### Objectives:
A – Do these statements agree with the passage on .NET Command methods? (i) ExecuteScalar returns only the value of the first column of the first row of the result set. (ii) INSERT, UPDATE and DELETE commands cannot be run with the ExecuteReader method. (iii) Command.Prepare can be used only with ExecuteNonQuery. For each, answer yes or no and quote the deciding words of the passage.
B – Reproduce the stretch of the passage on .NET Command methods from "Using Commands Multiple" through "ExecuteNonQuery, or ExecuteScalar).".

### Supplied passage:
=-=-=

Commands such as INSERT, UPDATE and DELETE do not return data. Use these commands with ExecuteNonQuery method of the Command object. Although you may successfully execute these commands using the ExecuteReader method, the .NET Data Provider will properly optimize the database access for INSERT, UPDATE, and DELETE statements only through the ExecuteNonQuery method. The following example shows how to insert a row into the EMPLOYEE table using ExecuteNonQuery.

DBConn.Open();
DBTxn = DBConn.BeginTransaction();
// Set the Connection property of the Command object
DBCmd.Connection = DBConn;
// Set the text of the Command to the INSERT statement
DBCmd.CommandText = "INSERT into EMPLOYEE VALUES (15,'HAYES',
     'ADMIN',6, " + "'17-APR-2002',18000,NULL,4)";
// Set the transaction property of the Command object
DBCmd.Transaction = DBTxn;
// Execute the statement with ExecuteNonQuery, because we are not
// returning results
DBCmd.ExecuteNonQuery();
// Now commit the transaction
DBTxn.Commit();

// Close the connection
DBConn.Close();

Use the ExecuteScalar method of the Command object to return a single value, such as a sum or a count, from the database. The ExecuteScalar method returns only the value of the first column of the first row of the result set. Once again, you could use the ExecuteReader method to successfully execute such queries, but by using the ExecuteScalar method, you tell the .NET data provider to optimize for a result set that consists of a single row and a single column. By doing so, the data provider can avoid a lot of overhead and improve performance. The following example shows how to retrieve the count of a group:

// Retrieve the number of employees who make more than $50000
// from the EMPLOYEE table

// Open connection to Sybase database
SybaseConnection  Conn;
Conn = new SybaseConnection("host=bowhead;port=4100;User ID=test01;
                             Password=test01;Database Name=Accounting");
Conn.Open();

// Make a command object
SybaseCommand  salCmd = new SybaseCommand("SELECT count(sal) from EMPLOYEES" +
                                          "WHERE sal>'50000'",Conn);

try
{
    int count = (int)salCmd.ExecuteScalar();
}
catch (Exception ex)
{
    // Display any exceptions in a messagebox
    MessageBox.Show (ex.Message);
}
//  Close the connection
Conn.Close();

Using Commands Multiple Times

Choosing whether to use the Command.Prepare method can have a significant positive (or negative) effect on query execution performance. The Command.Prepare method tells the underlying data provider to optimize for multiple executions of statements that use parameter markers. Note that it is possible to Prepare any command regardless of which execution method is used (ExecuteReader, ExecuteNonQuery, or ExecuteScalar).

Consider the case where a .NET data provider implements Command.Prepare by creating a stored procedure on the server that contains the prepared statement. Creating stored procedures involves substantial overhead, but the statement can be executed multiple times. Although creating stored procedures is performance-expensive, execution of that statement is minimized because the query is parsed and optimization paths are stored at create procedure time. Applications that execute the same statement multiples times can benefit greatly from calling Command.Prepare and then executing that Command multiple times.

=-=-=

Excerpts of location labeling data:

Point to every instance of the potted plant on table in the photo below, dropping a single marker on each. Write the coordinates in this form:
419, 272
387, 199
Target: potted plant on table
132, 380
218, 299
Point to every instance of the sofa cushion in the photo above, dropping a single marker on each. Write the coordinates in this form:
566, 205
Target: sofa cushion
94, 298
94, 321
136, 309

=-=-=

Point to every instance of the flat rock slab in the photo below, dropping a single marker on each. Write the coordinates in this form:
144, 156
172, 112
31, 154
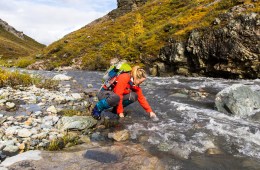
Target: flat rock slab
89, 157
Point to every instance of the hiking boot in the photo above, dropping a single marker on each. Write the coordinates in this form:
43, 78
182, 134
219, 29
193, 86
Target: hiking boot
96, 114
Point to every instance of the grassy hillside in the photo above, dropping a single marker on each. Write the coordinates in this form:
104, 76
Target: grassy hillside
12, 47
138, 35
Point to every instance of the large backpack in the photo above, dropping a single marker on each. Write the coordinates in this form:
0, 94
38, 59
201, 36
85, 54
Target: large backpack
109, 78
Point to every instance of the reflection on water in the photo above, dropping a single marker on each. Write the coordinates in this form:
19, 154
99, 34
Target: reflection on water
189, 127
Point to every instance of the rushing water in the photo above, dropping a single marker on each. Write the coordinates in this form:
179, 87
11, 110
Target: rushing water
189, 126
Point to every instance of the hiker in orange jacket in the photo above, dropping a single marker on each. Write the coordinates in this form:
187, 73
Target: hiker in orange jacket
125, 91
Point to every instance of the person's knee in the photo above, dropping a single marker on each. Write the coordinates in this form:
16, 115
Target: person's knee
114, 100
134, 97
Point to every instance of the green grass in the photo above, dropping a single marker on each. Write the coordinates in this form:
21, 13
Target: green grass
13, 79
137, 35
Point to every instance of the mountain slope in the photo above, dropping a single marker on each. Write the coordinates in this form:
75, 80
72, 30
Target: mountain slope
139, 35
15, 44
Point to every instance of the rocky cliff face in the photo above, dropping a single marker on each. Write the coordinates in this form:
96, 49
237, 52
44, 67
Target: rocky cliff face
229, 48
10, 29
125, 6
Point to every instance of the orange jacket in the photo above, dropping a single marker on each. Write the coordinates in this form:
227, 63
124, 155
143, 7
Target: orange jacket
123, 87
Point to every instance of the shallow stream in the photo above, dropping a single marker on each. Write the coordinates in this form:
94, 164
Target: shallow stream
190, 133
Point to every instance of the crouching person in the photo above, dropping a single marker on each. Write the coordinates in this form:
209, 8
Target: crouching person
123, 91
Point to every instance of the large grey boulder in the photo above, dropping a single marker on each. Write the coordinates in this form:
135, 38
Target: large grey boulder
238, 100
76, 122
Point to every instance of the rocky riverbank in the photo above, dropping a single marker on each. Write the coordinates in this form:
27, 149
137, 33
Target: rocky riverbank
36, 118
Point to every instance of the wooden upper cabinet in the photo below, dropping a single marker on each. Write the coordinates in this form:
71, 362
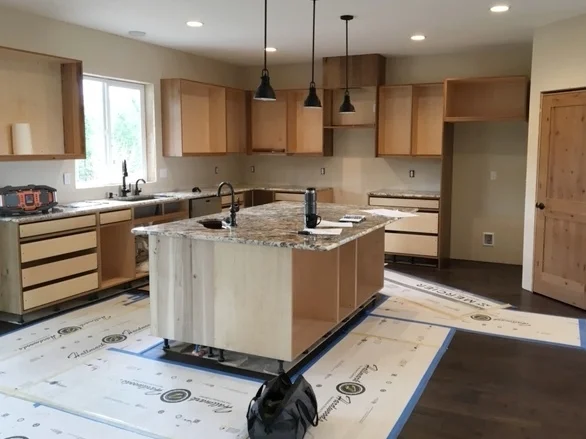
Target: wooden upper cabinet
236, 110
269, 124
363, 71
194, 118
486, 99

=-=-=

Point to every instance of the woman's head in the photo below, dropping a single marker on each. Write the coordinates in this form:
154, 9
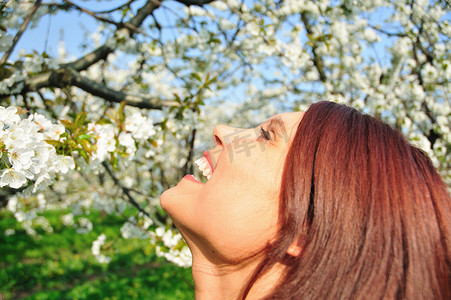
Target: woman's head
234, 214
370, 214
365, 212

=-=-=

### Per-task answers:
A –
(i) Yes: "The ExecuteScalar method returns only the value of the first column of the first row of the result set."
(ii) No: "Although you may successfully execute these commands using the ExecuteReader method"
(iii) No: "it is possible to Prepare any command regardless of which execution method is used (ExecuteReader, ExecuteNonQuery, or ExecuteScalar)"

B –
Using Commands Multiple Times

Choosing whether to use the Command.Prepare method can have a significant positive (or negative) effect on query execution performance. The Command.Prepare method tells the underlying data provider to optimize for multiple executions of statements that use parameter markers. Note that it is possible to Prepare any command regardless of which execution method is used (ExecuteReader, ExecuteNonQuery, or ExecuteScalar).